## GIVEN PASSAGE
----------

Workers’ comp exists to protect workers who are injured on the job, regardless of how they got those injuries. If you slip on a wet floor and break your arm, workers’ comp should cover all the expenses you face, such as your hospital bills, physical therapy, and even your lost wages.
But is it always a good idea to file a workers’ comp claim?
The Limitations of Workers’ Comp
Workers’ comp is beneficial for most people who get hurt on the job, but there are a few important limitations. For starters, your claim can be delayed or complicated by variables beyond your control. If the paperwork isn’t managed properly, or if your employer or your employer’s insurance company doesn’t want to process the claim for some reason, they might make it harder for you to get the compensation you deserve.
Your workers’ comp claim may also be denied. There are several reasons why this can occur. For example, if the insurer believes that your injury was self-inflicted, or if it occurred during your commute to work, they may deny your claim. If you’re suspected of drinking alcohol or consuming drugs prior to the injury, your claim may also be denied. If your claim is denied, you may have to fight an extensive legal battle to try and get compensation for your injury.
More importantly, by filing a workers’ comp claim, you’ll be waiving any possibility of filing a personal injury lawsuit against your employer.
When Is a Personal Injury Suit Better?
If you file a personal injury lawsuit against your employer, you’ll be fighting for much of the same compensation you’d get in a workers’ comp claim. You’ll be entitled to compensation for your medical costs, including short-term and long-term care, as well as lost wages due to the incident.

----------

## RECORDS SUPPLIED
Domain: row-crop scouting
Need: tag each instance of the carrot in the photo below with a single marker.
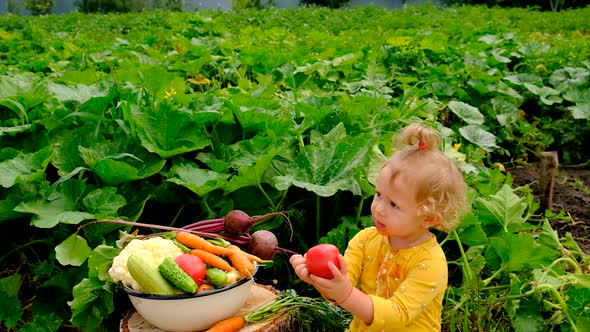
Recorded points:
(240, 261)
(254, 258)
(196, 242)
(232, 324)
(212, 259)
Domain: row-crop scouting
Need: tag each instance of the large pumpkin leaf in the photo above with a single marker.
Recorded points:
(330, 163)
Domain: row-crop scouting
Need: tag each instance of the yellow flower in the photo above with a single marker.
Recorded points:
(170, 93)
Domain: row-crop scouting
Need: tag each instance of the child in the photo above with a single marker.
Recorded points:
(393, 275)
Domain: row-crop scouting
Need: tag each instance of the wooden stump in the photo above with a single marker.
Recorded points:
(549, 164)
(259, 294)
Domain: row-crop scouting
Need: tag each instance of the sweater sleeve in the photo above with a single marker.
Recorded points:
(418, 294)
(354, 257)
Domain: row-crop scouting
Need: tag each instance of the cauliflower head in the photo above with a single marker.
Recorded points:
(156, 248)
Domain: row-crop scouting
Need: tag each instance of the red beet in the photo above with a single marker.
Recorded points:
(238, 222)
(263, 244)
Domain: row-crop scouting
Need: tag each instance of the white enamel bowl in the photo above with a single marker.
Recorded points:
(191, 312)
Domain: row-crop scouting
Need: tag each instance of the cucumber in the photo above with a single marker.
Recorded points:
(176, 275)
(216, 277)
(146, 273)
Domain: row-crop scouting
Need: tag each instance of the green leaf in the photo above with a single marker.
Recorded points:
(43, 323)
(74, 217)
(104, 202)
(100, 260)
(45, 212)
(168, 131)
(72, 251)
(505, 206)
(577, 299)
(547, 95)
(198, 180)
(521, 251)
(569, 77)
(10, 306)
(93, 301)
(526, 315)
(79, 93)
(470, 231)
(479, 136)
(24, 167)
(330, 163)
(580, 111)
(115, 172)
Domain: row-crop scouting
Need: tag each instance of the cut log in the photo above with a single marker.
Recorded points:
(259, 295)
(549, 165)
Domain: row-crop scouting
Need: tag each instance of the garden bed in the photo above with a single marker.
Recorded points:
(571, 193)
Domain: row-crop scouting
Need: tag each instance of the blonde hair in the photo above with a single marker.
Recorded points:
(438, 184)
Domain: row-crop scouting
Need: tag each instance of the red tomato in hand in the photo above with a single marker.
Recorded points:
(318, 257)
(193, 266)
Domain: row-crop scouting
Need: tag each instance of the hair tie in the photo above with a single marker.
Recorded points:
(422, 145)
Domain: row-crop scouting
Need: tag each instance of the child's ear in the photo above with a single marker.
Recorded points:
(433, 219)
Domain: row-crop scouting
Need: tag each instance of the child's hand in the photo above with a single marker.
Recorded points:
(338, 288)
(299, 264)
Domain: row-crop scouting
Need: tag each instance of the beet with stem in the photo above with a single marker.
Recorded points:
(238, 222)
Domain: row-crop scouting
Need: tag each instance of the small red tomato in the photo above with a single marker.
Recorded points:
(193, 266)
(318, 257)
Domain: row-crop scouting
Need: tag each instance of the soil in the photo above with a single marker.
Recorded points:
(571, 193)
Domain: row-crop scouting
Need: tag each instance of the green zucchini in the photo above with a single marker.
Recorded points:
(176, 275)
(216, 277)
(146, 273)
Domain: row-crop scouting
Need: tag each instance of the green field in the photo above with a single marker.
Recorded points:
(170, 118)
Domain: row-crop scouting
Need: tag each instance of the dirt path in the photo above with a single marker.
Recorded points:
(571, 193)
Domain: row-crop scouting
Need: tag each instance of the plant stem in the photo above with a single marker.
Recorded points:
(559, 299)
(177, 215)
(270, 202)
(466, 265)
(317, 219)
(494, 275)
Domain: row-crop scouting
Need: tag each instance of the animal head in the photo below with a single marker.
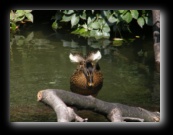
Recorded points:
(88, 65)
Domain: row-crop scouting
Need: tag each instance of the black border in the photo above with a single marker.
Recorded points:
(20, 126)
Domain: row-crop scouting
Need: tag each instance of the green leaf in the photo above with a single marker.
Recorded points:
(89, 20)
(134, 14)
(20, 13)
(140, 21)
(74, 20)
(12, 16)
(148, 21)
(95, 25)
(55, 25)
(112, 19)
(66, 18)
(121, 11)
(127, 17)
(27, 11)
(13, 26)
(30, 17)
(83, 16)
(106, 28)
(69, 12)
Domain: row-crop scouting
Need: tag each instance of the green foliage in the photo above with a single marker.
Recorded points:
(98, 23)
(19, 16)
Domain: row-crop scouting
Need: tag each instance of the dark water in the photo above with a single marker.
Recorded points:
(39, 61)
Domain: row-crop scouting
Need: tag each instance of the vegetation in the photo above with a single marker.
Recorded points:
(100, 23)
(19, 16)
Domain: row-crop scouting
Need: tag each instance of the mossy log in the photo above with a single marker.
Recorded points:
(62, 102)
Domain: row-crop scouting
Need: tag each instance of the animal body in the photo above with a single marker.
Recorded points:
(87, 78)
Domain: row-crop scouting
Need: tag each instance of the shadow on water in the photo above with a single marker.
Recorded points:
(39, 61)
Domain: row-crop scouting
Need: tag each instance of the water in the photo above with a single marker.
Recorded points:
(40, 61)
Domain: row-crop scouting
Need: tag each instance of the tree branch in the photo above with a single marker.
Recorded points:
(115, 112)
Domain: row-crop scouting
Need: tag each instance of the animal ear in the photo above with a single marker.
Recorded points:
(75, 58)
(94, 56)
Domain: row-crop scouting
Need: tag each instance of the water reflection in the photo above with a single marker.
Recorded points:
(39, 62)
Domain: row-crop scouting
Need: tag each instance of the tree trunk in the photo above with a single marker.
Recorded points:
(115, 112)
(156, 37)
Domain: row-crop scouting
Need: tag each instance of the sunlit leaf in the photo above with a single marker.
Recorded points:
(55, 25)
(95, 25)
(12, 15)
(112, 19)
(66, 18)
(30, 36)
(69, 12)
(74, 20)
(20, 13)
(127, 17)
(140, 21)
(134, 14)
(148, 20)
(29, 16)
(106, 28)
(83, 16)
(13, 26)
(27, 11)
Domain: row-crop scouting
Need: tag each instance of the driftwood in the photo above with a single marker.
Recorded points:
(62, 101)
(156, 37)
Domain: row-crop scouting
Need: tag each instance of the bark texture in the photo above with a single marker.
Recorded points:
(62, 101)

----------

## THINGS TO DO
a) In the workers' comp passage, what can cause a claim to be delayed or complicated? Answer in one to three sentences.
b) Continue the workers' comp passage from where it stops.

## EXERCISE ANSWERS
a) A claim can be held up if the paperwork isn't managed properly. It can also be held up if the employer or the employer's insurance company doesn't want to process it, which can make it harder to get the compensation you deserve.

b)
However, with a personal injury suit, you may also be entitled to win damages for your pain and suffering – which can add up to a lot of extra money.
In some cases, filing a personal injury lawsuit can also give you a sense of justice – and help you make positive changes to your workplace environment. For example, if you feel that your injury was the result of a supervisor’s lack of commitment to safety, or if your safety complaints were neglected in the moments leading up to your injury, this lawsuit could punish your employer and motivate them to become more cognizant of employee safety.
Factors to Consider
There are several factors to consider when evaluating whether you want to file a personal injury lawsuit against your employer, such as:
· The severity of your injuries. How badly were you injured? If you got a simple cut that needed a couple of stitches, a lawsuit may not be worth the hassle. If you’re paralyzed from the waist down, appropriate compensation may be a higher priority.
· Your subjective pain and suffering. You’ll also need to keep your subjective pain and suffering in mind. How much has this injury affected you and the way you live your life? Will this continue to impact you for years to come?
· The factors leading to your injury. How did you become injured? Was it a simple accident, or was there a gross violation of safety procedure? Was someone else’s negligence the cause of your accident? If so, a lawsuit may be more valuable to you.
· Your desire for justice/improvements. How much do you want to mete out justice? Do you want to push for your employers to improve?
Talking to a Lawyer
After experiencing a workplace injury, your top priorities should be getting to safety, getting immediate medical attention (if necessary), and filing a report with your immediate supervisor. Most workplaces have policies and procedures in place for when an employee suffers an injury; make sure you follow these as closely as possible.
However, before beginning to sign workers’ compensation paperwork, it’s a good idea to talk to a lawyer. Get a feel for the nature of your injury and your potential case. Talk about the workers’ comp and personal injury lawsuit options and make your decision for yourself. In most cases, personal injury attorneys offer a free initial consultation – so you have nothing to lose by doing this. And in most areas, you’ll have at least a few days to file a workers’ comp claim before you forfeit your right to do so.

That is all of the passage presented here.